An acceptable answer repeats exactly the line with "# tag a point on each instance of the black training" and each line after it through the end of the entries, and includes nothing else.
··· Provided data ···
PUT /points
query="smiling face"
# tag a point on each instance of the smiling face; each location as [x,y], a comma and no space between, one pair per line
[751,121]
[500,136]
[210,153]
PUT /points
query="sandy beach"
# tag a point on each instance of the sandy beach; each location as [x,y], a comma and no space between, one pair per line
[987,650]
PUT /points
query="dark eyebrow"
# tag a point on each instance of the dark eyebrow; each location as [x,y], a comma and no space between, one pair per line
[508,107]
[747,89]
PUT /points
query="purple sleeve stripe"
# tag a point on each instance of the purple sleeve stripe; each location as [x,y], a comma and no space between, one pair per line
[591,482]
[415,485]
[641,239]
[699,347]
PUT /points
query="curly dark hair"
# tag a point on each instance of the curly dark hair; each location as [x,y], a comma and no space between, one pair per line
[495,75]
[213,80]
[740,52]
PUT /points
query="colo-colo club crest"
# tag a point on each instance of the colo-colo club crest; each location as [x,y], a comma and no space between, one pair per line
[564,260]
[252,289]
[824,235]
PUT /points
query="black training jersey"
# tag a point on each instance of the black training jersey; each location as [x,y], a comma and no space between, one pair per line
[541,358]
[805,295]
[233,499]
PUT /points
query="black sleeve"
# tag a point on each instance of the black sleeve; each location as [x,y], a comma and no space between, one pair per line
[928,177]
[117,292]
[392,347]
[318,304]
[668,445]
···
Response area:
# tag a point on each instance of the black training jersey; each location as [x,y], a comma and no space between, one pair per line
[541,358]
[805,295]
[233,499]
PUT /points
query="black sleeve"
# tag a point on each instance of the black sleeve; each location as [x,y], a comma and no space between, one pair per line
[928,177]
[117,292]
[392,347]
[318,304]
[668,445]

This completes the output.